**Records contained in a dataset:**
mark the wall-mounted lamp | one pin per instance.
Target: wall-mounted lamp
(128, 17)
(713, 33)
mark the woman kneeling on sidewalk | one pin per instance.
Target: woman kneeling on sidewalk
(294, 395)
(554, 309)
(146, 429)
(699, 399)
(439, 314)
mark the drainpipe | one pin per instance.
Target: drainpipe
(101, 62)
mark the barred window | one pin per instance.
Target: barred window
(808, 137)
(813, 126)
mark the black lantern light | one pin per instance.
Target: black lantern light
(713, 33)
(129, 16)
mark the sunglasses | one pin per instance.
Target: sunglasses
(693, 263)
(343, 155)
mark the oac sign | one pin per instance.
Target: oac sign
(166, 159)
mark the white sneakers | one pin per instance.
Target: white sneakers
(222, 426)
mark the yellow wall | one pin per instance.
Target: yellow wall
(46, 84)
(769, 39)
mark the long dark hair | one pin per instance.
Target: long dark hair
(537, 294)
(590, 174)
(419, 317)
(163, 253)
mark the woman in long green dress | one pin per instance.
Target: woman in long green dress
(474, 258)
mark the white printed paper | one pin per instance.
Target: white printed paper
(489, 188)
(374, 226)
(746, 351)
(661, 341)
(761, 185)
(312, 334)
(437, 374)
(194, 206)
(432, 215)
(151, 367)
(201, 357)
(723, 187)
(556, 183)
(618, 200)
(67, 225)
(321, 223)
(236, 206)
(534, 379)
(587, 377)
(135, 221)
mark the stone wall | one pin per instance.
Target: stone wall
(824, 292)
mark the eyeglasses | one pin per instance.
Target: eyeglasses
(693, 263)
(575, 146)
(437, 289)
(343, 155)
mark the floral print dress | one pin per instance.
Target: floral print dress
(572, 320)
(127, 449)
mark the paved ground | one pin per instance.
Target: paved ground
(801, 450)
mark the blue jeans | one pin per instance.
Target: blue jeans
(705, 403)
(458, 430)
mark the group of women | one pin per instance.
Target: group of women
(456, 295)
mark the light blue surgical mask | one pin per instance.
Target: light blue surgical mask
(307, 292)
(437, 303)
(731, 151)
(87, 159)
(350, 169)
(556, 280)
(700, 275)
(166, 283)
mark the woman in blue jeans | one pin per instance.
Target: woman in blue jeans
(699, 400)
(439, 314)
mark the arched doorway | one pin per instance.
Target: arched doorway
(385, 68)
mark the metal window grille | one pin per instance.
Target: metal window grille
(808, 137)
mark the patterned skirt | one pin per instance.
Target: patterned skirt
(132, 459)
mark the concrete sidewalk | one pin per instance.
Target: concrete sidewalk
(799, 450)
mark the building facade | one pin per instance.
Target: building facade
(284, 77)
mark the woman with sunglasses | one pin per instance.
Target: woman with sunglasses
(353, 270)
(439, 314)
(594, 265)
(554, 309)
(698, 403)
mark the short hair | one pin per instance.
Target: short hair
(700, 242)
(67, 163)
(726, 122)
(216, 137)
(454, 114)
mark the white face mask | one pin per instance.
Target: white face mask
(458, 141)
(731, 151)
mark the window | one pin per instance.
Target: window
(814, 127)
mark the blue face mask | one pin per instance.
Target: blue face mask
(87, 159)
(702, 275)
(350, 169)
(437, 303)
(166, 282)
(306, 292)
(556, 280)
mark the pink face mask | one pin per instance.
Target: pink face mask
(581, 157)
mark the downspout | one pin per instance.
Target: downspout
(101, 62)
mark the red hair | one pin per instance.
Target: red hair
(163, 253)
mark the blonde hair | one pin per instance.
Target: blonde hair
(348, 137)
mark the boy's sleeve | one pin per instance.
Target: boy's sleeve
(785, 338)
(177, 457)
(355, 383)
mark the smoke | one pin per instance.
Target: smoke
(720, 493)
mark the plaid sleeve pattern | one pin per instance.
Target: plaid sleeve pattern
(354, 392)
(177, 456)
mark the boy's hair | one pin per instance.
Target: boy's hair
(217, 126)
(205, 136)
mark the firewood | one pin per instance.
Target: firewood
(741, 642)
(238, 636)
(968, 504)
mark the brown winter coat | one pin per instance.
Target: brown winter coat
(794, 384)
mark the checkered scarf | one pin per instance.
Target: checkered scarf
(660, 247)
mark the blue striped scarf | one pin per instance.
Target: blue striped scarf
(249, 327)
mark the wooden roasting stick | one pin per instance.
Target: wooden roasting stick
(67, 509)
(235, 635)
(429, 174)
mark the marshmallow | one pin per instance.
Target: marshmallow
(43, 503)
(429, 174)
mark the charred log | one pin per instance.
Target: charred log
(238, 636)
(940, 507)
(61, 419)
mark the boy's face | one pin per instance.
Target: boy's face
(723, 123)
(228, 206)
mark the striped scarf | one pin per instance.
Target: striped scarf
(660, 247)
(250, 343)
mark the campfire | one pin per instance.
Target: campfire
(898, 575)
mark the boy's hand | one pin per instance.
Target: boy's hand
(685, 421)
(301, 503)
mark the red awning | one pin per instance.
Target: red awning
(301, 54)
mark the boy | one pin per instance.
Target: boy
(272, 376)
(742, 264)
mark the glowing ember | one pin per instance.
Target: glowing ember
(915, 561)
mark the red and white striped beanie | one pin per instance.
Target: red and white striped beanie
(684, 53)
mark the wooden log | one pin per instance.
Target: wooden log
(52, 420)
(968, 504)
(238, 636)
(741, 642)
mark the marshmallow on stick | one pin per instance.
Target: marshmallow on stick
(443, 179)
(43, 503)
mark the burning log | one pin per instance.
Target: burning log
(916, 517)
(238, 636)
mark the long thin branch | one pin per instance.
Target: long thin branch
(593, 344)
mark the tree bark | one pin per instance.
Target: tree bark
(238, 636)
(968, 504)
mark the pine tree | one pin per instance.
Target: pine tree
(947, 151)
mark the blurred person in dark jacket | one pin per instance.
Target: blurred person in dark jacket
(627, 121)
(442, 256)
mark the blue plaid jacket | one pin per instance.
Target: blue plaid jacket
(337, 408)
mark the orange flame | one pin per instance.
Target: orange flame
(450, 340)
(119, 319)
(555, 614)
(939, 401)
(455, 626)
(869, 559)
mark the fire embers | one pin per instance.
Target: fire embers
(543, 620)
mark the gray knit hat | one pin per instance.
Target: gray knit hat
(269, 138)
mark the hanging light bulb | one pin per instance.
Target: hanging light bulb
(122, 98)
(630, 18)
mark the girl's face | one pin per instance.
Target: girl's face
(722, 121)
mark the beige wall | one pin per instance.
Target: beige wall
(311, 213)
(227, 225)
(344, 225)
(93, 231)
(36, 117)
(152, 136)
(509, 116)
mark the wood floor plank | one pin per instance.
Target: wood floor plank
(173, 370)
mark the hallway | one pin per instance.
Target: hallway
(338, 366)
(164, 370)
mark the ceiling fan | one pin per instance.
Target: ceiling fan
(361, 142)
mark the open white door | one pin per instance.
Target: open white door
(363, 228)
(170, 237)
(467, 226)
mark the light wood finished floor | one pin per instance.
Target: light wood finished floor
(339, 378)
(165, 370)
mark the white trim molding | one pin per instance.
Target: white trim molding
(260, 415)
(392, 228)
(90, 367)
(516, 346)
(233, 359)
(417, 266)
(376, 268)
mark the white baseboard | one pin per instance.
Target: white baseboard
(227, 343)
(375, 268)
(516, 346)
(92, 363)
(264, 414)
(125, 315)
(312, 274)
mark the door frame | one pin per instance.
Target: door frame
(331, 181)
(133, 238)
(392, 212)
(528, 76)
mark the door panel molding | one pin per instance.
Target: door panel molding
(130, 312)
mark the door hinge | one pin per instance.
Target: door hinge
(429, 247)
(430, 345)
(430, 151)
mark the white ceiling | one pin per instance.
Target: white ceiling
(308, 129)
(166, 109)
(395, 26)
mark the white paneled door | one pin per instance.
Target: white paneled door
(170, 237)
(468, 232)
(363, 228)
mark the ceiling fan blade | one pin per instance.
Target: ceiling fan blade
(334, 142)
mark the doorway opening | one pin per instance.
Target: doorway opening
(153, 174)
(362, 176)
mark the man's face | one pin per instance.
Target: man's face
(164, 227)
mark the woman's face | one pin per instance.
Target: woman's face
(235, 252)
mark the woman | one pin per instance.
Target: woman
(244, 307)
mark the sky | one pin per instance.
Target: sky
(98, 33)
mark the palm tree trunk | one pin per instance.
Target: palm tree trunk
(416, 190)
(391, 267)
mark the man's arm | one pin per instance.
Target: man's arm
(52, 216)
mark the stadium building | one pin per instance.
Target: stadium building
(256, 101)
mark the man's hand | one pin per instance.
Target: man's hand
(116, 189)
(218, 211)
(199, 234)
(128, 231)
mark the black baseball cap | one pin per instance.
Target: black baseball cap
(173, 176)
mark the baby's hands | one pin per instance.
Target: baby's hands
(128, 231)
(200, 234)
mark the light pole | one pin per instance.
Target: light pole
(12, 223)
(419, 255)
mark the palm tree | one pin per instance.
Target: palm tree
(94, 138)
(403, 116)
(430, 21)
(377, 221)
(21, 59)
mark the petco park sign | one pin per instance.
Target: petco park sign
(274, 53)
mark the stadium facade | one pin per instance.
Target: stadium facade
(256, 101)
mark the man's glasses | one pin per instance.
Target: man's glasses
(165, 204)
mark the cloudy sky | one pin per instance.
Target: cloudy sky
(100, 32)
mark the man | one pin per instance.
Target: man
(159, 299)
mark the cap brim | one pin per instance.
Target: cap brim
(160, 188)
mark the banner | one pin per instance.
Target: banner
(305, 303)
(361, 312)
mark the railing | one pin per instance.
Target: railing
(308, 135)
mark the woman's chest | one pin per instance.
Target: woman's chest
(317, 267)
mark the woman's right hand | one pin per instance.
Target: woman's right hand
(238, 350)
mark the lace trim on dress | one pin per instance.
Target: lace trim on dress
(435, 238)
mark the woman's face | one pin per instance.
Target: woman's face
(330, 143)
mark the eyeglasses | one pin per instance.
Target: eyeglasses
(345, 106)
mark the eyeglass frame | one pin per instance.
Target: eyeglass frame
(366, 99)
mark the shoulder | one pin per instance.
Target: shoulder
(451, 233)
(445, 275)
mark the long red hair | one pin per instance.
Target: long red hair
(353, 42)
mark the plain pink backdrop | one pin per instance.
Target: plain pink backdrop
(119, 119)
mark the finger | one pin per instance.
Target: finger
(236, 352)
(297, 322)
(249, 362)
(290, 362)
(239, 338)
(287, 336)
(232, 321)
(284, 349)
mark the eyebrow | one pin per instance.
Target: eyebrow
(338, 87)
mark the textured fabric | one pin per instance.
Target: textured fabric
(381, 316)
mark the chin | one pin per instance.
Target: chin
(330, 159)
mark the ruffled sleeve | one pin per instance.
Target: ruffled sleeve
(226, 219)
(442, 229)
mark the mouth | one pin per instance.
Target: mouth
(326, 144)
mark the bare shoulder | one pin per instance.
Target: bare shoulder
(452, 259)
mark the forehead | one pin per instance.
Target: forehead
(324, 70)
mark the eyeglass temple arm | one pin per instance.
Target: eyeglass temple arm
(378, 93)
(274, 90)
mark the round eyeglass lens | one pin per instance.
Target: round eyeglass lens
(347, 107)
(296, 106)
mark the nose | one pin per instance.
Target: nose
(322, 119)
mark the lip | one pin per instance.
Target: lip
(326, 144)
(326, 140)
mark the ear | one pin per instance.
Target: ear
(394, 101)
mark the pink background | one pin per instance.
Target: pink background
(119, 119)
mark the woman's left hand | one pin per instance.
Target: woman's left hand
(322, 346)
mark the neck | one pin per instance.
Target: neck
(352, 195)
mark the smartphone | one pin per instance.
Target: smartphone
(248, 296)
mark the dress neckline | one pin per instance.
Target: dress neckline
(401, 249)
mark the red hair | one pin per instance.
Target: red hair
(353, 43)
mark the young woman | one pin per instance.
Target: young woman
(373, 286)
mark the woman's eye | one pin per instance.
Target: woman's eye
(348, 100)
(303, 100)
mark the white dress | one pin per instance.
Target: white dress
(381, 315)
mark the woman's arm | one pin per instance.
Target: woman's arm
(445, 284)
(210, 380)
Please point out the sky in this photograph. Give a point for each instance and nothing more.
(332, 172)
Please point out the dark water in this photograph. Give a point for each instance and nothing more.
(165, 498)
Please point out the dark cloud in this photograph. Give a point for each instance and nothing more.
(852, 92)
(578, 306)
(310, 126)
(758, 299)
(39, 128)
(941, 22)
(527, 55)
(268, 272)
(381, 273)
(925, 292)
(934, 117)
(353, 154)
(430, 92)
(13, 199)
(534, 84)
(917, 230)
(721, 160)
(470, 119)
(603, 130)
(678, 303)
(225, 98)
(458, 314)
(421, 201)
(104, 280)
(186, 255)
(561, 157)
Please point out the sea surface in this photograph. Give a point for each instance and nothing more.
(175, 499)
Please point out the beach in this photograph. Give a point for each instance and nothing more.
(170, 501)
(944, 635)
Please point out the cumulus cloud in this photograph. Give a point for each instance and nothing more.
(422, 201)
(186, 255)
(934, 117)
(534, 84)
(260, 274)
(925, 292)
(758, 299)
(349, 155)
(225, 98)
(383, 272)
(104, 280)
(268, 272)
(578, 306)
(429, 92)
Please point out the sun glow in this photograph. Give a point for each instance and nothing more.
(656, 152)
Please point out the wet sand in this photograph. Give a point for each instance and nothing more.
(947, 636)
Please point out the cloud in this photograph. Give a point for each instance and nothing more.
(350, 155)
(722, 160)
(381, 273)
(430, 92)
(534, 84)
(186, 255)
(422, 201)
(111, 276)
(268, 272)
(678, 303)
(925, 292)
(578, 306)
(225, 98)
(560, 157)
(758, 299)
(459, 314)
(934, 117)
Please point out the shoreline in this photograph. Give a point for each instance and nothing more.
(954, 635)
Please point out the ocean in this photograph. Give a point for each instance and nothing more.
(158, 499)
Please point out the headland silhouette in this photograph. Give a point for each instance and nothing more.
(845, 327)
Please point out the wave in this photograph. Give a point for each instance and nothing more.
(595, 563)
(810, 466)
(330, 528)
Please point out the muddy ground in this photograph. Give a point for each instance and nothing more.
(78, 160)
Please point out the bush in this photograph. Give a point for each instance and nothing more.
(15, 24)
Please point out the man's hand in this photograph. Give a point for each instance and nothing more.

**YOUR GOAL:** Please print, exactly and with nothing else, the lines from the first line of the entries through the line containing "mark the light blue".

**YOUR RESPONSE:**
mark the wall-mounted lamp | one pin per instance.
Target: wall-mounted lamp
(128, 17)
(713, 33)
mark the woman kneeling on sidewalk | one pin per instance.
Target: woman kneeling on sidewalk
(294, 395)
(554, 309)
(146, 429)
(699, 399)
(439, 314)
mark the drainpipe | one pin per instance.
Target: drainpipe
(101, 62)
mark the barred window | one pin per instance.
Target: barred window
(808, 137)
(813, 126)
mark the black lantern light | one pin per instance.
Target: black lantern light
(713, 33)
(129, 16)
mark the sunglasses | one pin per instance.
Target: sunglasses
(693, 263)
(343, 155)
mark the oac sign | one pin per instance.
Target: oac sign
(166, 159)
mark the white sneakers | one pin per instance.
Target: white sneakers
(222, 426)
mark the yellow wall | one pin per instance.
Target: yellow wall
(46, 84)
(769, 39)
mark the long dark hair | one pin per instance.
Target: long dark hair
(537, 294)
(590, 174)
(419, 317)
(163, 253)
mark the woman in long green dress | one pin per instance.
Target: woman in long green dress
(474, 258)
mark the white printed paper | one pin per instance.
Target: white printed paper
(489, 188)
(374, 226)
(746, 351)
(661, 341)
(761, 185)
(312, 334)
(437, 374)
(194, 206)
(432, 215)
(151, 367)
(201, 357)
(723, 187)
(556, 183)
(618, 200)
(67, 225)
(321, 223)
(236, 206)
(534, 379)
(587, 377)
(135, 221)
mark the stone wall | one pin per instance.
Target: stone wall
(824, 292)
mark the eyeglasses | one pin per instance.
Target: eyeglasses
(693, 263)
(575, 146)
(437, 289)
(343, 155)
mark the floral print dress | one pin per instance.
Target: floral print dress
(572, 320)
(127, 449)
mark the paved ground | one pin per instance.
Target: paved ground
(801, 450)
mark the blue jeans | one pin per instance.
Target: blue jeans
(705, 403)
(458, 430)
mark the group of women | one pin per instance.
Target: group of women
(456, 295)
mark the light blue surgical mask | one pin per instance.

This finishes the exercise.